Fragmento del texto |
──────────────────────────────

28 May CON OJOS DE HOMBRE
Salgo de un agujero negro en el que he estado metida las últimas 24 horas. Porque ayer comenté en Twitter que, de los últimos cuatro proyectos españoles en los que he trabajado, dos tenían protagonistas prostitutas y dos tenían protagonistas violadas. Y, gracias a ese comentario, mi amiga Mila me sugirió unas charlas y me metí de cabeza en ese agujero del que ahora emerjo cabreada y pensativa, pero sobre todo cabreada.
Quizá uní los puntos porque vi de pasada este tuit de Álvaro Onieva:
Es posible que eso fuera lo que me hiciera pensar en los productos españoles que he tenido entre manos estos últimos meses.
Dejadme que os aclare que uno de mis trabajos como traductora audiovisual es generar listas de diálogos bilingües en español e inglés para que se usen como guión en lengua pivote en otros países a la hora de traducir esos productos para el doblaje o el subtitulado. Y es un trabajo que me gusta mucho.
Pero durante los últimos meses, cada vez que he empezado uno de estos encargos con la expectación y la alegría de los nuevos proyectos, he visto cómo se me iba congelando la sonrisa en la boca y cómo me iba costando más y más trabajar.
El propio Álvaro Onieva escribió este artículo en el que dice una cosa que me ha hecho pensar mucho:
«He de reconocer que cuando se estrenó Sky Rojo no supe ver la parte problemática. Asumí que era una serie entregada al entretenimiento más escapista y no le di ninguna importancia a la recreación que hacía de la violencia sexual contra las mujeres; simplemente era parte del juego. Luego me llamó la atención que compañeras como Beatriz o Aloña recibieran el visionado de una forma distinta, muy desagradable, y que, por supuesto, fuesen incapaces de verlo solo como un producto tontorrón más. Y ahí es donde te das cuenta de que tu privilegio como hombre entra en juego, por muy sensibilizado que quieras estar con el feminismo».
Comparto el trabajo con hombres y a veces me cuesta transmitir lo que a mí me agrede de una forma casi física, lo que considero un ataque personal, lo que me incomoda con tanta violencia que me provoca un rechazo visceral. Y entiendo que ellos no lo comprendan. Entiendo que ellos se puedan aislar de eso y considerarlo «solo un producto de ficción». Porque, lo cierto, es que yo creo que estos proyectos no están hechos con mala intención. O no todos ellos. Creo que tenemos tantas cosas tan interiorizadas que nos parece normal (como sociedad) que haya ciertos desencadenantes, que haya ciertos perfiles de relación, que haya ciertos automatismos en la ficción cinematográfica y televisiva que no nos paramos a analizar. Casi nunca.

──────────────────────────────

Registros |

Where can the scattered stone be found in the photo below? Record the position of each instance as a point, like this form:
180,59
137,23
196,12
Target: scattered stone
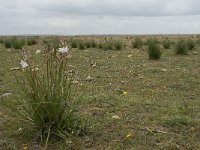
116,117
5,94
14,68
164,70
129,56
37,52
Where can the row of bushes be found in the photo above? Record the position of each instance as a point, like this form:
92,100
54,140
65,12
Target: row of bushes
17,43
181,48
107,45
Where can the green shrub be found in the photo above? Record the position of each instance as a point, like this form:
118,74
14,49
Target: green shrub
190,44
181,47
137,43
74,44
31,42
166,43
81,45
45,104
154,50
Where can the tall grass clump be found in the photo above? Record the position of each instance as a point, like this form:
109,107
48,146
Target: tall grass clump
31,42
81,45
93,44
18,43
8,43
74,44
154,50
118,45
1,41
190,44
137,43
87,44
100,45
107,46
166,43
45,103
181,47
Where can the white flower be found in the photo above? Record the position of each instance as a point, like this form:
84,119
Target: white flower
37,52
23,64
63,50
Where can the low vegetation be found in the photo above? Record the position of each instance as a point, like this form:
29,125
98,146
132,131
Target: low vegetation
100,97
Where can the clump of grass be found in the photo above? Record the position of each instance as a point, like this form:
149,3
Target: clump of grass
107,46
18,43
45,101
1,41
93,44
118,45
100,45
190,44
181,47
8,43
87,44
81,45
154,50
74,44
137,43
166,43
31,42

──────────────────────────────

Lista de tareas |
A. Enumera todas las personas que el fragmento menciona por su nombre.
B. Por favor, reescribe como lista JSON de cadenas las líneas de los registros desde la que contiene "Where can the green" hasta el final de los registros, ambos extremos incluidos. Usa una cadena por línea y omite las líneas en blanco.
El fragmento y los registros no guardan relación entre sí.

Soluciones desarrolladas |
A. Mila, Álvaro Onieva, Beatriz, Aloña

B.
[
  "Where can the green shrub be found in the photo above? Record the position of each instance as a point, like this form:",
  "118,74",
  "14,49",
  "Target: green shrub",
  "190,44",
  "181,47",
  "137,43",
  "74,44",
  "31,42",
  "166,43",
  "81,45",
  "45,104",
  "154,50",
  "Where can the tall grass clump be found in the photo above? Record the position of each instance as a point, like this form:",
  "109,107",
  "48,146",
  "Target: tall grass clump",
  "31,42",
  "81,45",
  "93,44",
  "18,43",
  "8,43",
  "74,44",
  "154,50",
  "118,45",
  "1,41",
  "190,44",
  "137,43",
  "87,44",
  "100,45",
  "107,46",
  "166,43",
  "45,103",
  "181,47",
  "Where can the white flower be found in the photo above? Record the position of each instance as a point, like this form:",
  "84,119",
  "Target: white flower",
  "37,52",
  "23,64",
  "63,50",
  "Where can the low vegetation be found in the photo above? Record the position of each instance as a point, like this form:",
  "29,125",
  "98,146",
  "132,131",
  "Target: low vegetation",
  "100,97",
  "Where can the clump of grass be found in the photo above? Record the position of each instance as a point, like this form:",
  "149,3",
  "Target: clump of grass",
  "107,46",
  "18,43",
  "45,101",
  "1,41",
  "93,44",
  "118,45",
  "100,45",
  "190,44",
  "181,47",
  "8,43",
  "87,44",
  "81,45",
  "154,50",
  "74,44",
  "137,43",
  "166,43",
  "31,42"
]